TEXTO DE ORIGEM:
É no terceiro capítulo que analiso a cultura e a “cultura” Krahô na rede, no ciberespaço.
Fundamentada na minha primeira formação, como jornalista, busco lançar diferentes olhares
ao site kajre.org da Associação. Para isso, analiso página a página o conteúdo geral do site
relacionando as informações ali contidas com a teoria antropológica apresentada nos capítulos
anteriores, procurando entender essas informações dentro da lógica etnográfica, mas também
da comunicação.
Por último, considero que tanto no processo criativo da produção de artesanatos quanto
no conteúdo do site kajre.org, existe um regime de conhecimento e direitos ligado a cada objeto
e conteúdo, operando na cultura invisível que vem sendo trabalhada pelo Centro Cultural Kàjre
no campo da “cultura”.
҉ ҈ ҉
22
CAPÍTULO I
OS KRAHÔ E A ASSOCIAÇÃO CENTRO CULTURAL KÀJRE
“Sol e Lua tiveram muitos filhos.O Sol
morreu e Lua o enterrou. Lua morreu e os
outros enterraram. Suas almas foram
para o céu. No mundo, ficaram seus
descendentes, apenas índios”
(versão Krahô do mito Adão e Eva)
Ao longo deste capítulo, proponho-me apresentar informações etnográficas sobre os
Krahô por meio de autores da literatura Jê-Timbira, bem como relacionar essa literatura com
minhas incursões na Terra Indígena Krahô, contextualizando social e historicamente essa
sociedade. Sendo assim, começarei com uma visão geral e no decorrer desta abordagem
acrescentarei minha vivência que nos ajudará a compreender melhor alguns aspectos da forma
social deste povo. Também apresentarei a Associação Centro Cultural Kàjre e quais as ações
desta organização para, nos capítulos seguintes, realizar as análises propostas por esta pesquisa.
Os Krahô são um povo da família linguística Jê e do tronco Macro-Jê, que constituem
um dos povos do ramo Oriental dos povos Timbira. Atualmente, os falantes de língua Jê do
Brasil Central dividem-se em três subgrupos principais, de acordo com os critérios linguísticos,
geográficos e culturais. Essa divisão está estruturada da seguinte forma: os Jê Setentrionais, os
Jê Centrais e os Jê Meridionais 4 (GORDON JÚNIOR, 1996).
4 Os Jê Setentrionais compõem-se dos seguintes povos: no Pará estão os Parakatejê, Gavião do Pará no baixo
Tocantins, os Kayapó Setentrionais ou Mẽbengokre (Xikrin e Gorotire). No Mato Grosso estão os Suyá e parte
dos Kayapó Mẽbengokre. Os Panará, estes localizados na divisa entre o Mato Grosso e o Pará. No Tocantins estão
os Apinajé (Timbira Ocidental) e os Krahô (Timbira Oriental). No Estado do Maranhão estão todos os demais
povos Timbira Orientais (Ràmkôkamekrá/Canela, Apanjekrá, Pukobjê, Gavião do Maranhão, Krikati,
Krepumkatejye, Krenjye). Já o grupo dos povos Jê Centrais estão divididos entre os povos Xavante (habitam os
Estados de Mato Grosso, entre os rios Xingu e Araguaia), Xerente (habitam o Estado do Tocantins, no médio rio
Tocantins) e Xacriabá (habitam o nordeste do Estado de Minas Gerais). Por fim, os povos Jê Meridionais dividem-
se entre os Kaingang (São Paulo, Paraná, Santa Catarina e Rio Grande do Sul) os Xokleng, em áreas de Santa
Catarina (SOARES, 2010).

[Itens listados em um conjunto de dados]
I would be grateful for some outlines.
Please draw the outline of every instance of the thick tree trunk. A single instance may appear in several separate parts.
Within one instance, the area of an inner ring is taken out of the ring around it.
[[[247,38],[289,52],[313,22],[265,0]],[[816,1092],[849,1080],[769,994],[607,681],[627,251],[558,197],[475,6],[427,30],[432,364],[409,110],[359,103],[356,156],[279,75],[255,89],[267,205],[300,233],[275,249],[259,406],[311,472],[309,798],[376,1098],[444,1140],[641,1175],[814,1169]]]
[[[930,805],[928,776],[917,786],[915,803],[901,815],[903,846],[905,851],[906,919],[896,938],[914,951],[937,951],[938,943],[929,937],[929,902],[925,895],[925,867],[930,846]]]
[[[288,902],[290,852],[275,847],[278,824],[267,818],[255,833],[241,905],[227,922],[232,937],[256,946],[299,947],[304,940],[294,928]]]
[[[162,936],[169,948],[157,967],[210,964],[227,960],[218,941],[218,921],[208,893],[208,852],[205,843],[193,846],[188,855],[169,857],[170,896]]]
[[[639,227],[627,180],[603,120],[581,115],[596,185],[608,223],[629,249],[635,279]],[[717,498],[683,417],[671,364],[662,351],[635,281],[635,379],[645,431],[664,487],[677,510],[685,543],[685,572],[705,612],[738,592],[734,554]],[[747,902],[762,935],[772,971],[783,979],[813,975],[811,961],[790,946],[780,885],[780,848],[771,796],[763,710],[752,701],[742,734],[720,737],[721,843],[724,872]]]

O QUE FAZER:
**1)** Reproduza sem nenhuma alteração as linhas da listagem, começando no início dela e terminando na linha que contém "Within one instance, the", incluindo essa linha.
**2)** Dê sequência ao texto sobre os Krahô a partir do ponto em que ele termina.
O texto e a listagem não têm nenhuma relação entre si.

RESPOSTAS ESPERADAS:
**1)**
I would be grateful for some outlines.
Please draw the outline of every instance of the thick tree trunk. A single instance may appear in several separate parts.
Within one instance, the area of an inner ring is taken out of the ring around it.

**2)**
23
A Terra Indígena (T.I.) Krahô possui um território de 3.200 km² localizado entre os rios
Manoel Alves Pequeno e rio Vermelho, afluente do rio Manoel Alves Grande, o qual desagua
no rio Tocantins. A área está situada nos municípios de Goiatins e Itacajá, ao norte do estado
do Tocantins (figura 1) e nela viviam cerca de 2.463 pessoas em 2010, distribuídas em 27
aldeias, conforme o último censo realizado naquele ano pela Secretaria Especial de Saúde
Indígena.
Figura 1: Mapa das Terras Indígena no Tocantins. Fonte: Centro de Trabalho Indigenista
24
A Terra Indígena onde hoje estão os Krahô não é a mesma que viviam seus antepassados
quando encontraram os neobrasileiros há cerca de 200 anos. Um histórico do contato interétnico
realizado por Melatti (1970) conta que os Krahô se viram diante dos não indígenas pela primeira
vez no estado do Maranhão, na região próxima ao rio Balsas, no século XIX. Nas informações
encontradas nas documentações que foram escritas nos séculos XVIII e XIX, o nome dado para
eles era Mecamecrãs (o mesmo Mãkrare) (NIMUENDAJÚ 1946 apud GIRALDIN 2015).
Conforme os não índios ocupavam a região, os Krahô iam se distanciando do seu
território original seguindo em direção ao rio Tocantins (MELATTI, 1970). Esses
deslocamentos tinham como pano de fundo os frequentes conflitos entre brancos e Krahô que,
obrigados a abandonar suas terras ocupadas pela agropecuária, retribuíam as investidas dos
brancos com roubos de gado (MELATTI, 1970). O primeiro registro de ataque armado contra
os Krahô data do ano de 1809, quando cerda de 170 homens brancos, entre eles 20 soldados,
fizeram 70 prisioneiros Krahô. Foi uma grande derrota que resultou na retirada dos Krahô do
seu território original, passando a disputar novo território com outros grupos, entre eles os
Xerente (FRANCISCO DE MAGALHÃES, 1852 apud MELATTI, 1970) e o Xavante
(RIBEIRO, 1841 apud MELATTI, 1970).
Um ano após aquele conflito, já nas margens do Rio Tocantins, os Krahô aliaram-se ao
fazendeiro-comerciante Francisco José Pinto de Magalhães, fundador da vila São Pedro de
Alcântara, que anos mais tarde viria a ser a cidade de Carolina, Maranhão. A aliança com o
comerciante resultou em várias expedições contra povos vizinhos que, com o auxílio dos Krahô,
eram transformados em escravos. Um acordo que se serviu dos índios como fortes instrumentos
de colonização e conquista daquela região, recrutando os Krahô para participar de bandeiras
contra outros povos (MELATTI, 1970).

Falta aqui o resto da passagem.